> [PROBLEM DETAILS] Could you rewrite all the records below, swapping "interface screenshot" for "photo" and changing nothing else? Leave out the pictures.

> [SUPPLIED MATERIAL]
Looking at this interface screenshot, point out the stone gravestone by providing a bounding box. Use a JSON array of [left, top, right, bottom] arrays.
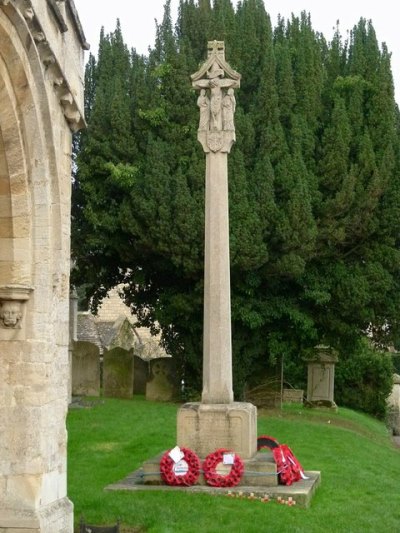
[[72, 341, 100, 396], [146, 357, 178, 402], [103, 348, 133, 398], [177, 41, 257, 459], [133, 355, 150, 394], [387, 374, 400, 436], [307, 345, 338, 408]]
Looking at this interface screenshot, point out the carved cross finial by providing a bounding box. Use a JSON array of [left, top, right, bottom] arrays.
[[207, 40, 225, 59], [191, 41, 240, 153]]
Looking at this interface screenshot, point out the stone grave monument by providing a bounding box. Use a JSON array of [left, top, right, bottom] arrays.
[[72, 341, 100, 396], [177, 41, 257, 459], [307, 345, 338, 409]]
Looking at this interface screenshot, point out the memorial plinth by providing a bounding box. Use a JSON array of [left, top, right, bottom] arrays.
[[177, 41, 257, 459]]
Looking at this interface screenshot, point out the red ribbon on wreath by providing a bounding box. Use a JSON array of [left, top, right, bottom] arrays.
[[160, 448, 201, 486], [272, 444, 308, 485], [203, 448, 244, 487]]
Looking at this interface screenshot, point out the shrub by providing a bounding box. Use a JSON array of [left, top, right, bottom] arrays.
[[335, 340, 393, 419]]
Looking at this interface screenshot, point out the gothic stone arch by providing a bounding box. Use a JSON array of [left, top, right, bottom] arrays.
[[0, 0, 87, 533]]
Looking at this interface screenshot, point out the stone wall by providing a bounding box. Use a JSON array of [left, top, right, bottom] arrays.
[[0, 0, 85, 533]]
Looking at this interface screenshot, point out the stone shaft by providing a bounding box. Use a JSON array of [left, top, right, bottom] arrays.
[[202, 152, 233, 404]]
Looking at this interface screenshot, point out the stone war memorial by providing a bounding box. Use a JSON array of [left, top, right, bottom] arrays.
[[0, 0, 88, 533], [108, 41, 320, 507], [177, 41, 257, 459]]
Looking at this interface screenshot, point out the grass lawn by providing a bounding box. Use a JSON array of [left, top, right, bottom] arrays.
[[68, 398, 400, 533]]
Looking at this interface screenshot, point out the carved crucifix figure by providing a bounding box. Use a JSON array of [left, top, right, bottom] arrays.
[[192, 41, 240, 404], [192, 41, 240, 153]]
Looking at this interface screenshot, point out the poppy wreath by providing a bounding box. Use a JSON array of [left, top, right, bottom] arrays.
[[203, 448, 244, 487], [160, 448, 201, 487], [272, 444, 307, 485]]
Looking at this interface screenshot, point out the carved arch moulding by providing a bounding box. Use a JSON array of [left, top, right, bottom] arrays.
[[0, 0, 89, 132]]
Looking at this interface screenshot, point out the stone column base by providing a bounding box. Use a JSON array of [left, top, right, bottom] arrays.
[[177, 402, 257, 459], [0, 498, 74, 533]]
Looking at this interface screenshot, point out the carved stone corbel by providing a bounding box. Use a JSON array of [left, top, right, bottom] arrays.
[[0, 285, 32, 330]]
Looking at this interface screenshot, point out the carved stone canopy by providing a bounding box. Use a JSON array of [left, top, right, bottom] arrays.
[[191, 41, 241, 153], [190, 41, 241, 84]]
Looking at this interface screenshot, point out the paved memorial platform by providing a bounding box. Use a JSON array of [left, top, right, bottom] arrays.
[[105, 453, 321, 508]]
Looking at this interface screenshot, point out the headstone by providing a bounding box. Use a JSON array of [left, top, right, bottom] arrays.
[[177, 41, 257, 459], [146, 357, 178, 402], [105, 315, 136, 351], [133, 355, 150, 394], [72, 341, 100, 396], [307, 345, 338, 408], [103, 348, 133, 398], [387, 374, 400, 436]]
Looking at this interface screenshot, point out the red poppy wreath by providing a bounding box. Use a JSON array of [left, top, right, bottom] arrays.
[[203, 448, 244, 487]]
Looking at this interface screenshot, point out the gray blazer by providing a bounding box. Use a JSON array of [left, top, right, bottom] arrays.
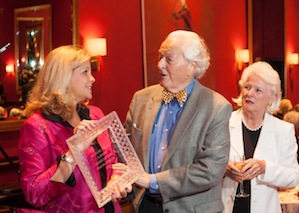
[[124, 81, 232, 213]]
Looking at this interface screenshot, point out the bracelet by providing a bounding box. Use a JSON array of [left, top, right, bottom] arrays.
[[60, 153, 76, 165]]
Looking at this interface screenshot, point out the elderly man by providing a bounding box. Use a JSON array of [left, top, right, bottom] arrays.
[[124, 30, 231, 213]]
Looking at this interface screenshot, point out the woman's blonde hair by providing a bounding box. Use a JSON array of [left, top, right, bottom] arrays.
[[25, 46, 90, 120], [232, 61, 281, 114]]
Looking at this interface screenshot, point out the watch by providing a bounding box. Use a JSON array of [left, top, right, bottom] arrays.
[[60, 153, 76, 164]]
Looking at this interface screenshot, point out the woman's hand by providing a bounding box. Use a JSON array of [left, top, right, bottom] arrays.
[[225, 162, 243, 182], [241, 158, 266, 180], [107, 175, 132, 202], [112, 163, 130, 176], [135, 172, 150, 189]]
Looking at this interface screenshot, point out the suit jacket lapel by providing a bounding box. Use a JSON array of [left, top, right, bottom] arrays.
[[229, 110, 244, 158], [162, 82, 201, 167], [141, 87, 163, 170]]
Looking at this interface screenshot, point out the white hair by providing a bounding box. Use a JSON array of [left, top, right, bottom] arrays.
[[159, 30, 210, 78], [232, 61, 281, 114]]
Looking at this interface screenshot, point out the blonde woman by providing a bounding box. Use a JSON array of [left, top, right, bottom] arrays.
[[19, 46, 131, 213]]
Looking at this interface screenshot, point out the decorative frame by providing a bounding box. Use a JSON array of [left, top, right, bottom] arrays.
[[66, 111, 145, 208]]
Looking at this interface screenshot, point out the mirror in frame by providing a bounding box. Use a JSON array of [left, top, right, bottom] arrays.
[[14, 4, 52, 93]]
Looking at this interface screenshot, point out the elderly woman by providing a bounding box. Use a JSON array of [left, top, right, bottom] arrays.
[[222, 62, 299, 213]]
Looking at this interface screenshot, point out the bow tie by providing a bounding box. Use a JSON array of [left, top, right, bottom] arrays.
[[162, 89, 187, 104]]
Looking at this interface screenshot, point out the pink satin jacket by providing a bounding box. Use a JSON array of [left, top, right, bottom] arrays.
[[19, 106, 121, 213]]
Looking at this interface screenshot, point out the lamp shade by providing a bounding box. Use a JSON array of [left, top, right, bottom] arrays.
[[236, 49, 249, 63], [85, 38, 107, 56], [5, 64, 14, 73], [288, 53, 299, 65]]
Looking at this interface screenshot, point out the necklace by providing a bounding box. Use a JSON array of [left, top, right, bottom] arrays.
[[241, 115, 264, 131]]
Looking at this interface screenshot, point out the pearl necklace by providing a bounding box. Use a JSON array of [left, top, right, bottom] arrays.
[[241, 115, 264, 131]]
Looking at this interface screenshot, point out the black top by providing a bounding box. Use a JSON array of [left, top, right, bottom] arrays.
[[233, 123, 262, 213]]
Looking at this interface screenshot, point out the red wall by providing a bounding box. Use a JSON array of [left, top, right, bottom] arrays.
[[79, 0, 247, 120], [79, 0, 143, 121], [0, 0, 72, 102], [285, 0, 299, 105]]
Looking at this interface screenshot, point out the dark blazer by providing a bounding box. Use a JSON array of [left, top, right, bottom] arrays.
[[124, 81, 232, 213]]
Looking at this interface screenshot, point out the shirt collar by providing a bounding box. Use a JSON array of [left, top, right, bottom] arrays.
[[42, 104, 91, 128]]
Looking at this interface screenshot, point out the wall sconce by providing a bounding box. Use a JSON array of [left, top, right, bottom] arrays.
[[86, 38, 107, 70], [288, 53, 299, 72], [5, 64, 15, 75], [236, 49, 249, 73]]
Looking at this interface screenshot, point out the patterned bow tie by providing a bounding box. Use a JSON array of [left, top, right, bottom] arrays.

> [OUTPUT BELOW]
Looking at this photo, point out the stone gravestone by providing a bounding box. Use a JSON array of [left, top, right, bottom] arrays.
[[72, 341, 100, 396], [146, 357, 178, 402], [103, 348, 133, 398], [177, 41, 257, 459], [133, 355, 150, 394], [387, 374, 400, 436], [307, 345, 338, 408]]
Looking at this photo, point out the carved cross finial by providing a bounding box. Use a JSON array of [left, top, right, bottom] arrays.
[[207, 40, 225, 59], [191, 41, 240, 153]]
Looking at this photo, point out the stone grave monument by providing a bounding box. Use a JSON array of [left, top, right, bottom] arrays.
[[72, 341, 100, 396], [177, 41, 257, 459], [307, 345, 338, 409]]
Looking at this photo, point out the memorial plinth by providing a bounding box. Use a JSON array of [left, top, right, bottom] arrays.
[[177, 41, 257, 459]]
Looking at this photo, point out the red ribbon on wreath by providing a bounding box. Use a JSON array of [left, top, right, bottom] arrays.
[[160, 448, 201, 486], [272, 444, 308, 485], [203, 448, 244, 487]]
Looking at this photo, point out the shrub by providing a bounding box. Use a JSON array of [left, top, right, bottom] arrays.
[[335, 340, 393, 419]]
Looking at this photo, point out the gothic stone arch by providing a bounding box. Use a JSON array of [left, top, right, bottom] arrays.
[[0, 0, 87, 533]]
Looking at this photo, point out the stone wall by providing a bounding box. Use a JSON array of [left, top, right, bottom] arrays.
[[0, 0, 85, 533]]
Looking at this photo, point out the stone shaft by providing a bounding box. Use a JSON array of [left, top, right, bottom] arrays.
[[202, 152, 233, 404]]
Looking at this photo, point out the stone war memorial by providing a bounding box. Use a JSON array of [left, top, right, bottom] arrays.
[[0, 0, 88, 533], [108, 41, 320, 507], [177, 41, 257, 459]]
Looking at this photo, point out the grass lawn by providing a bounding box. Use a JSON array of [left, top, right, bottom] arrays.
[[68, 398, 400, 533]]
Looking at this photo, point out the carved crucifix figure by providing a bounding box. Use a JSON array of [left, top, right, bottom] arrays.
[[192, 41, 240, 404], [192, 41, 240, 153]]
Looking at this photo, point out the poppy wreath by providing a bounding box. Use a JSON array of [left, top, right, bottom] arrays.
[[203, 448, 244, 487], [160, 448, 201, 487], [272, 444, 307, 485]]
Looking at this photo, point out the carved arch moulding by providing a bounding box. Use a JSON array of [left, top, right, bottom] arrays.
[[0, 0, 89, 132]]
Looking at this photo, point out the stone column base by providing a bounding box. Use a JSON array of [left, top, right, bottom] arrays.
[[177, 402, 257, 459], [0, 498, 74, 533]]
Looking at this photo, point out the carved stone corbel by providing a bounding box. Use a JSON array of [left, top, right, bottom] arrays.
[[0, 285, 32, 330]]
Looking at this photo, point out the carved stone canopy by providing a bounding box. Use a JSON array of [left, top, right, bottom] arrays.
[[191, 41, 241, 153], [190, 41, 241, 84]]
Looking at this photo, point out the paved memorial platform by providing a bounding box. Use a JSON array of [left, top, right, bottom] arrays.
[[105, 453, 321, 508]]
Looking at this photo, point out the headstone by providing a bounding box. Use a JSON array of [left, top, right, bottom] arrays.
[[177, 41, 257, 459], [146, 357, 178, 402], [105, 315, 136, 351], [133, 355, 150, 394], [72, 341, 100, 396], [307, 345, 338, 408], [103, 348, 133, 398], [387, 374, 400, 436]]
Looking at this photo, point out the red poppy wreath by providing a bounding box. Use a JSON array of [left, top, right, bottom] arrays.
[[203, 448, 244, 487]]
Looking at this photo, point out the gray blazer by providing a bounding box. Use a JSON array of [left, top, right, bottom] arrays.
[[124, 81, 232, 213]]
Looking at this photo, point out the bracelet by providing a bounding box. Use a JSON array of [left, top, right, bottom] arrays.
[[60, 153, 76, 165]]
Looking at this photo, point out the elderly man by providing a bounding box. Use a JSON array of [left, top, right, bottom] arrays.
[[124, 30, 231, 213]]
Looking at this photo, point out the woman's blonde hair by providing a bounding box. Use a JSON array of [left, top, right, bottom] arrays.
[[25, 46, 90, 120], [232, 61, 281, 114]]
Looking at this photo, point out the watch by providing a bounding box. Use a JSON array of [left, top, right, bottom] arrays.
[[60, 153, 76, 164]]
Looking at this photo, point out the woman's hand by providing a bounding box. Use a JSON array of [left, top, right, bottom] arrays.
[[225, 162, 243, 182], [241, 158, 266, 180], [107, 175, 132, 202], [112, 163, 130, 176], [135, 172, 150, 189]]
Looking at this photo, point out the suit jacket lapel by providing a bounding box. Use a JSON array of [left, top, right, bottom] arrays.
[[229, 110, 244, 158], [162, 82, 201, 167], [141, 87, 163, 170]]
Looking at this photo, point out the white hair by providing a bounding box. Use a JSON array of [left, top, right, bottom] arrays.
[[159, 30, 210, 78], [232, 61, 281, 114]]
Looking at this photo, point out the blonde woman by providing a bounding box. Use a JSON array of [left, top, right, bottom] arrays.
[[19, 46, 131, 213]]
Looking at this photo, point out the decorative frame by providing a bounding box. Use a JSON array of [left, top, right, bottom] arrays.
[[66, 111, 145, 208]]
Looking at this photo, point out the mirror in frame by providing a bounding box. Use a JSON array of [left, top, right, bottom] arrays.
[[14, 4, 52, 93]]
Looking at this photo, point out the elderly woman by providing a bounding box. Use a JSON array of [left, top, right, bottom] arrays.
[[222, 62, 299, 213]]
Looking at this photo, point out the bow tie by providing a bounding box. Use a JSON array of [left, top, right, bottom] arrays.
[[162, 89, 187, 104]]
Looking at this photo, point out the pink satin jacket by providing a bounding box. Use a JSON array of [left, top, right, bottom] arrays.
[[19, 106, 121, 213]]
Looking at this photo, point out the lamp shade by providing a bounding box. Use a JSON array of [left, top, right, bottom] arrays.
[[236, 49, 249, 63], [85, 38, 107, 56], [5, 64, 14, 73], [288, 53, 299, 65]]
Looking at this photo, point out the necklace by providing a bounding box. Use a JSON array of [left, top, right, bottom] arrays.
[[241, 115, 264, 131]]
Looking at this photo, point out the pearl necklace by providing a bounding box. Use a JSON array of [left, top, right, bottom] arrays.
[[241, 115, 264, 131]]
Looking at this photo, point out the black top by providing a bounding box. Use a JSON array of [left, top, right, bottom] arrays.
[[233, 123, 262, 213]]
Looking at this photo, point out the red wall by providing a bounding box. Use a JSON array of [left, top, right, bottom] arrays.
[[79, 0, 247, 120], [79, 0, 143, 121], [0, 0, 72, 102], [285, 0, 299, 105]]
Looking at this photo, point out the dark blazer by providing a bounding box. Use a JSON array of [left, top, right, bottom] arrays.
[[124, 81, 232, 213]]
Looking at this photo, point out the shirt collar by providing a bounding box. Use a JSON array of [left, top, right, bottom] arrays.
[[42, 104, 91, 128]]
Looking at this photo, point out the wall sconce by providing a bounding box. Use a JSON array of [left, top, right, bottom] arrays.
[[86, 38, 107, 70], [288, 53, 299, 72], [5, 64, 15, 75], [236, 49, 249, 73]]
Looking at this photo, point out the patterned bow tie by providing a bounding box. Use a JSON array of [left, top, right, bottom] arrays.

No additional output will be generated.